> [TASK REQUIREMENTS]: Pull out every line in the rows below that contains the word "golden", matching its case exactly.

[Dataset rows on where objects appear]
_____

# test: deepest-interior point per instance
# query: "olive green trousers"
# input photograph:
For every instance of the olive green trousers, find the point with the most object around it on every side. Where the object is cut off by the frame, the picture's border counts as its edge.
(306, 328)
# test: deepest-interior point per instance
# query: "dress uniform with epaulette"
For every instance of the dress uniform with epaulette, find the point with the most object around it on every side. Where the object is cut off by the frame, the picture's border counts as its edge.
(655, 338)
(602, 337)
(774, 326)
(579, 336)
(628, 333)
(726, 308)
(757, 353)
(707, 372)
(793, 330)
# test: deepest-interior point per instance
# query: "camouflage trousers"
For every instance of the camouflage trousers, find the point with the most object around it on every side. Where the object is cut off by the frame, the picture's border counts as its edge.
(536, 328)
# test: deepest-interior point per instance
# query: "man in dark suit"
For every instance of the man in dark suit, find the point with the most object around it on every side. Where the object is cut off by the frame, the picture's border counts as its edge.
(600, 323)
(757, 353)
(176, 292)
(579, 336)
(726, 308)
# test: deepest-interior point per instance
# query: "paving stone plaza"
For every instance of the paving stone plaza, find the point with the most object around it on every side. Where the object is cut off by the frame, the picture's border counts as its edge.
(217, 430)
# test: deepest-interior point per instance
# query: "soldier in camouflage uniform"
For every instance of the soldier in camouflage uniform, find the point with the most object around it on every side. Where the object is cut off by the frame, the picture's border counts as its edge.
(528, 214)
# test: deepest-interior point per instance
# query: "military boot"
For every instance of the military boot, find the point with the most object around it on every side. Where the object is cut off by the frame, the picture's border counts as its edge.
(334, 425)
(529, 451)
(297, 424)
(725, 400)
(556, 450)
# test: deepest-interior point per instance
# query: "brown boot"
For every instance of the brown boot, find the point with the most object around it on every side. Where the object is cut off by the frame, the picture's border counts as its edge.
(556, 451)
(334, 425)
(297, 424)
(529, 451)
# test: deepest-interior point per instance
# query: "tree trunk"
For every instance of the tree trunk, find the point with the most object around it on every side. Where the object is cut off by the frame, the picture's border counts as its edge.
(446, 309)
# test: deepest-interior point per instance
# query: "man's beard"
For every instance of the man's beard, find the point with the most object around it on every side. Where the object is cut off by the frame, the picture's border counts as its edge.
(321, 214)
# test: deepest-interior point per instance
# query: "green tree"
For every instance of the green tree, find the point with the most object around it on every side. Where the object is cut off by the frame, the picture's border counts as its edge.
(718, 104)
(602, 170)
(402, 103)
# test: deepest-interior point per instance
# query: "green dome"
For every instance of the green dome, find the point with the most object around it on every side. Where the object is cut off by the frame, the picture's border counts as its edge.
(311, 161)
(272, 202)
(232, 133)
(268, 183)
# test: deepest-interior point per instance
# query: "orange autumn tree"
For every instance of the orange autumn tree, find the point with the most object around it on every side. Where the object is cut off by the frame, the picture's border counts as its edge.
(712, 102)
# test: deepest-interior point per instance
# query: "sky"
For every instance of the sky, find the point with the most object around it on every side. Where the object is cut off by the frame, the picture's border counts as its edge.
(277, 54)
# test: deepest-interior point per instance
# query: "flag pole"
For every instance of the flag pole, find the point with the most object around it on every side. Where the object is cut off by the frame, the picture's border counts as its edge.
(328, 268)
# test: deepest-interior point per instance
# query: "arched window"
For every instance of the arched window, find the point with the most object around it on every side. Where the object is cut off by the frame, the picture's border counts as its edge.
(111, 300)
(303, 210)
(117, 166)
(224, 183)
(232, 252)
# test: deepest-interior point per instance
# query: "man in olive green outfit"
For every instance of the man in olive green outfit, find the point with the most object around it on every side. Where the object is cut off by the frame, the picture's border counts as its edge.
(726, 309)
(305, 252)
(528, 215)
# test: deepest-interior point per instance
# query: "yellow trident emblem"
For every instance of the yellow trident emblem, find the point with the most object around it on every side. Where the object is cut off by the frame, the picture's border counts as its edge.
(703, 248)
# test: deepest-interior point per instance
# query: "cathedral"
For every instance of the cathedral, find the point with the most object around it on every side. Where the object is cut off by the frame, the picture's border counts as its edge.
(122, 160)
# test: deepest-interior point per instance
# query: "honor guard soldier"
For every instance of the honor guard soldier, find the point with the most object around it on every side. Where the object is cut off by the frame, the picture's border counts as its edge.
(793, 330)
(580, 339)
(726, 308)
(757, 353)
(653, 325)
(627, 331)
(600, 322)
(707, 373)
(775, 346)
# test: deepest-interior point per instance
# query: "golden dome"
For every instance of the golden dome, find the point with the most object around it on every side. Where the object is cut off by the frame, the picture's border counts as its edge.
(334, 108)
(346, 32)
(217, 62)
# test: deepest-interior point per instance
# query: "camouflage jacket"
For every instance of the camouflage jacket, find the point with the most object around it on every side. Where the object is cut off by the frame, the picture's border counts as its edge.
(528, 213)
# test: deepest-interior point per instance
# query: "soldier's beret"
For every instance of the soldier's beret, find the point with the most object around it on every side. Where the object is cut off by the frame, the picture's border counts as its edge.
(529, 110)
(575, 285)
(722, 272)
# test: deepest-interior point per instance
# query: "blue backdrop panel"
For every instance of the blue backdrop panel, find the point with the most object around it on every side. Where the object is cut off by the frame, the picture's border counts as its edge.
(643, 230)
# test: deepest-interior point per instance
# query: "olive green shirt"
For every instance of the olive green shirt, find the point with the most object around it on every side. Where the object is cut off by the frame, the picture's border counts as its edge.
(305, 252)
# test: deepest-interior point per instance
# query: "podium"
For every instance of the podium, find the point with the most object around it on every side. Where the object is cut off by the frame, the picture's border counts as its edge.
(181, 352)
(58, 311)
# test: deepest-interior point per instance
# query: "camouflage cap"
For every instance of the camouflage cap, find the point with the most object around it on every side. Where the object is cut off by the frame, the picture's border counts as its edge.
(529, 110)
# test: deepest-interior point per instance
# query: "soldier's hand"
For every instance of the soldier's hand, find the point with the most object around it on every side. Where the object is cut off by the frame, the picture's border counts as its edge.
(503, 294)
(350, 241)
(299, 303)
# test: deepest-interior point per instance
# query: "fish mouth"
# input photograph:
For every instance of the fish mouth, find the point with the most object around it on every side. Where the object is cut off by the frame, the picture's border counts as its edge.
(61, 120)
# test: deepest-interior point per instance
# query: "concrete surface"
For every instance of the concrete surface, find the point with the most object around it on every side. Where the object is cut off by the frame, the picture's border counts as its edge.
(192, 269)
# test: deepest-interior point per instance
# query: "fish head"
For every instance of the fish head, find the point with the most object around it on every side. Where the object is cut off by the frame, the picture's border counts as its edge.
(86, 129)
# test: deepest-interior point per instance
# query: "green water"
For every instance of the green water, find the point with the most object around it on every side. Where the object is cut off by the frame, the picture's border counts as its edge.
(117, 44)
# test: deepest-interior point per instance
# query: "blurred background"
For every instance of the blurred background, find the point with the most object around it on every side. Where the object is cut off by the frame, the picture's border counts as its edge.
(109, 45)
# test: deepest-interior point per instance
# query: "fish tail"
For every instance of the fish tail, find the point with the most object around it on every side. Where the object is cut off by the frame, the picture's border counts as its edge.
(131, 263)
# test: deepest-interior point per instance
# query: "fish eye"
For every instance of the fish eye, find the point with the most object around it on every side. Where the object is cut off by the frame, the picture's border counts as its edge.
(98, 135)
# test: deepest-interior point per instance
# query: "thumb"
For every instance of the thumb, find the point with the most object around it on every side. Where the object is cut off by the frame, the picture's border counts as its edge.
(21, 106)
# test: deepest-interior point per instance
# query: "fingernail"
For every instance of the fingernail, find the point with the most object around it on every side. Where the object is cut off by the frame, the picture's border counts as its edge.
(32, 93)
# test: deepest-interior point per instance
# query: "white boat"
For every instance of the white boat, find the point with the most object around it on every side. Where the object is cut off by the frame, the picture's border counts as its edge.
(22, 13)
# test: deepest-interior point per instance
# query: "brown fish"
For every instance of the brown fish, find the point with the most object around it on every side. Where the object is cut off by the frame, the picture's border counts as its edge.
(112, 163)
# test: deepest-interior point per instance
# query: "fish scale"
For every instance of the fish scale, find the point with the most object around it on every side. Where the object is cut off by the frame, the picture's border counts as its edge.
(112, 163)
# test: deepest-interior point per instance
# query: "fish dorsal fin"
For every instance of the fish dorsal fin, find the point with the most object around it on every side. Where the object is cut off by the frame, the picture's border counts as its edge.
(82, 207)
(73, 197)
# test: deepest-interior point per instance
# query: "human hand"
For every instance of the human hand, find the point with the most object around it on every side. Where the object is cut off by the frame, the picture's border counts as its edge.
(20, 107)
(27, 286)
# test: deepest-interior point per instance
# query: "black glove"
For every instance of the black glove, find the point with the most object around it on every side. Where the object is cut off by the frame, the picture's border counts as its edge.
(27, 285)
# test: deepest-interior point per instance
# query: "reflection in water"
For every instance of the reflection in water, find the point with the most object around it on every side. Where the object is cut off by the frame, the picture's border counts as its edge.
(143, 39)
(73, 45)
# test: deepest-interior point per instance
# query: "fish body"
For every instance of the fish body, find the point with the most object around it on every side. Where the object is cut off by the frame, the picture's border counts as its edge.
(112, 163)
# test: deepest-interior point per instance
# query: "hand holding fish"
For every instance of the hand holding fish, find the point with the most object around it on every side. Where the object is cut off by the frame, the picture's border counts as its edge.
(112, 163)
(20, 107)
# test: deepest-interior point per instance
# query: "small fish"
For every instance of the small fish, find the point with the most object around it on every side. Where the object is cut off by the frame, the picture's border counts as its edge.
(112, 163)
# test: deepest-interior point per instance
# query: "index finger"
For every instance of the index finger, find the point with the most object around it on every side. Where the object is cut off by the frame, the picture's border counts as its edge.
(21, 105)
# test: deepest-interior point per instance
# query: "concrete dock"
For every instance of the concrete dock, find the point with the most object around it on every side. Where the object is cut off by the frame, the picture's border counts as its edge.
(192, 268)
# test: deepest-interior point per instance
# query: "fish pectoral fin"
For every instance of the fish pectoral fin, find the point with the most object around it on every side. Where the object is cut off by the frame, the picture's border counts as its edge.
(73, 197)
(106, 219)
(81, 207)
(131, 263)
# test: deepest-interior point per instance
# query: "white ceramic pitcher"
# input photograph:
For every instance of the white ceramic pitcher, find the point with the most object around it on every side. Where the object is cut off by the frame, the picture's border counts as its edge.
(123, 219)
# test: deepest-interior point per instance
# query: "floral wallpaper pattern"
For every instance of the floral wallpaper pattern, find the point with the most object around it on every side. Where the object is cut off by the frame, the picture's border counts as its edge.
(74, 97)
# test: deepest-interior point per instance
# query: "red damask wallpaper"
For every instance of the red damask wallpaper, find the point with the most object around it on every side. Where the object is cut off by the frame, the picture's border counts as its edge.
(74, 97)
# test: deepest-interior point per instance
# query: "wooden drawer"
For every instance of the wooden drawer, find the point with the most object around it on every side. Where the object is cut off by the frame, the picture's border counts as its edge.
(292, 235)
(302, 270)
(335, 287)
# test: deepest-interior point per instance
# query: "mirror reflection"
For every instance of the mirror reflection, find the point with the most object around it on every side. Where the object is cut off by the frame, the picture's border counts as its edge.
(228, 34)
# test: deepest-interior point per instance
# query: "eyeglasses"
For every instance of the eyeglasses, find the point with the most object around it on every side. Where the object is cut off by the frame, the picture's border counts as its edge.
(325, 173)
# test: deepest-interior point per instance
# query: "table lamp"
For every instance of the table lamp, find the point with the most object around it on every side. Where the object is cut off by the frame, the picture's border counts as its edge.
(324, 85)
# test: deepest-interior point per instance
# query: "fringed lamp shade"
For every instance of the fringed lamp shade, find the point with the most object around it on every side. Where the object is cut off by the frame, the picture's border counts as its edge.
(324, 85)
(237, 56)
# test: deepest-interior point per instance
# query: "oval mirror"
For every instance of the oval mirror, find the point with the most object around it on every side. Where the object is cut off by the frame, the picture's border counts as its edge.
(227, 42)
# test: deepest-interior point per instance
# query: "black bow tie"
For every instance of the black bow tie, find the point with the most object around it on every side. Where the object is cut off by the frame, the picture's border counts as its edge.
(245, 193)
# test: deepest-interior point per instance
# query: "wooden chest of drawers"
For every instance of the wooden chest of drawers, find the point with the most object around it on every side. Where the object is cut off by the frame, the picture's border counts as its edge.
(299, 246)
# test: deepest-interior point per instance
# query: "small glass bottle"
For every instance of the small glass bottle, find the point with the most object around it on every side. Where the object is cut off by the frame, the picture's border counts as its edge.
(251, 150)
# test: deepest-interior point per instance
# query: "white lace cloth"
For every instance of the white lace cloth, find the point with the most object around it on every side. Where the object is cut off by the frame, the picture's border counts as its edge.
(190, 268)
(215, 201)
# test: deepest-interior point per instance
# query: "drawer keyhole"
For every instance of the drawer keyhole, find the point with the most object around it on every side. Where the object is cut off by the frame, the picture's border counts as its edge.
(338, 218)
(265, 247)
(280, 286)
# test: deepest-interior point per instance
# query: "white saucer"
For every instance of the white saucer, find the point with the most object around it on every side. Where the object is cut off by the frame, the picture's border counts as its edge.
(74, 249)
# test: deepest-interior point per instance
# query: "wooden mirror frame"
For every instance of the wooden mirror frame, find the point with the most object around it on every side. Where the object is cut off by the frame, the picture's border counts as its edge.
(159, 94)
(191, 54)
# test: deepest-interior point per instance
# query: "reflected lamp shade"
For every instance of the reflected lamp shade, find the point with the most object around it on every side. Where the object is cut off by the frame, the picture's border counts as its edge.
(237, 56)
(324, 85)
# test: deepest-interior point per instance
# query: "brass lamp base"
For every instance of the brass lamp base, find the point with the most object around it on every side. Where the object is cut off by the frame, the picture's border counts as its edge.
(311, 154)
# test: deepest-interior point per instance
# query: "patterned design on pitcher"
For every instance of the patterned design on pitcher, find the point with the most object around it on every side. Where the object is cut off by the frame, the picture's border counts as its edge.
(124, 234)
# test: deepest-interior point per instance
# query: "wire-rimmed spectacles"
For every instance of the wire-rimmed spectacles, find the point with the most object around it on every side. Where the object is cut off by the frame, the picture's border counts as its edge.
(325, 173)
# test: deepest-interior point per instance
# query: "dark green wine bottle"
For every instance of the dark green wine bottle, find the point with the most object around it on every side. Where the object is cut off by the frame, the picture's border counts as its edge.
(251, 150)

_____

> [TASK SOLUTION]:
# query: "golden dome"
For every instance of the golden dome, find the point with the most object around it on every side. Where the object is cut off by the frame, the picture's border counts as its edge.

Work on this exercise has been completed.